• **Task instructions**
• 1. In the passage about the Ribbon Project, rewrite the paragraph beginning "Michaels happened to be vice chairman" as a shorter version that keeps its main facts.
• 2. Reproduce word for word everything in the passage about the Ribbon Project from "The night of" down to "a Hollywood connection.".

• **Supplied passage**
# # # #

The night of the Tonys, David Michaels, a Los Angeles-based producer and a governor of the Academy of Television Arts & Sciences, was in New York watching the awards with a good friend who would soon lose his battle with AIDS. They wondered what the ribbons meant. When Michaels returned a month later for his friend’s funeral, Michaels met Roger McFarlane and Tom Viola, directors of Broadway Cares/Equity Fight AIDS, which had joined forces with Visual AIDS for what was now being called the Ribbon Project. McFarlane and Viola had been hoping for a Hollywood connection.
Michaels happened to be vice chairman of the TV Academy for the Daytime Emmy Awards, which was about to be broadcast for the first time in prime time. He found enthusiastic support from Susan Simons, an officer of the academy and its chairwoman for the Daytime Emmys, who’d also watched the Tonys and wondered about the ribbons.
Together they roamed the pre-Emmy dinner, asking people to wear the ribbons and to mention them on the air. “Remember, at that time few people knew their significance and we had to explain to each one,” Simons says. A presenter that night, “Ed Asner had the first opportunity to speak of the ribbons; he made a simple and classy statement that they were to acknowledge people with AIDS and their caretakers.”

# # # #

• **Provided data**
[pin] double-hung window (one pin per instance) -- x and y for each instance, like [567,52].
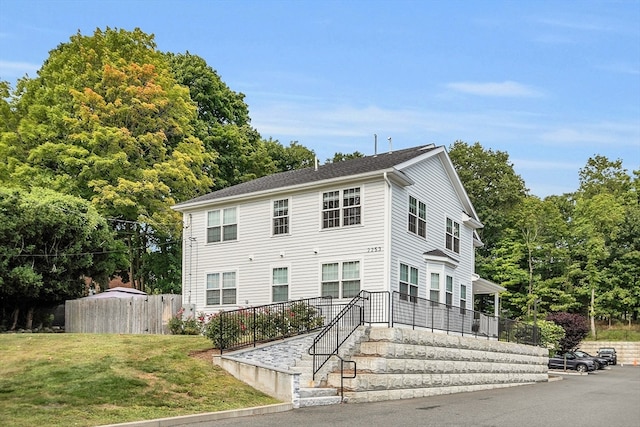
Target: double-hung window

# # # #

• **Responses to the tasks**
• 1. Michaels was vice chairman of the TV Academy for the Daytime Emmy Awards, which would soon air in prime time for the first time. He gained enthusiastic support from Susan Simons, an academy officer and its chairwoman for the Daytime Emmys, who had also watched the Tonys and wondered about the ribbons.

• 2.
The night of the Tonys, David Michaels, a Los Angeles-based producer and a governor of the Academy of Television Arts & Sciences, was in New York watching the awards with a good friend who would soon lose his battle with AIDS. They wondered what the ribbons meant. When Michaels returned a month later for his friend’s funeral, Michaels met Roger McFarlane and Tom Viola, directors of Broadway Cares/Equity Fight AIDS, which had joined forces with Visual AIDS for what was now being called the Ribbon Project. McFarlane and Viola had been hoping for a Hollywood connection.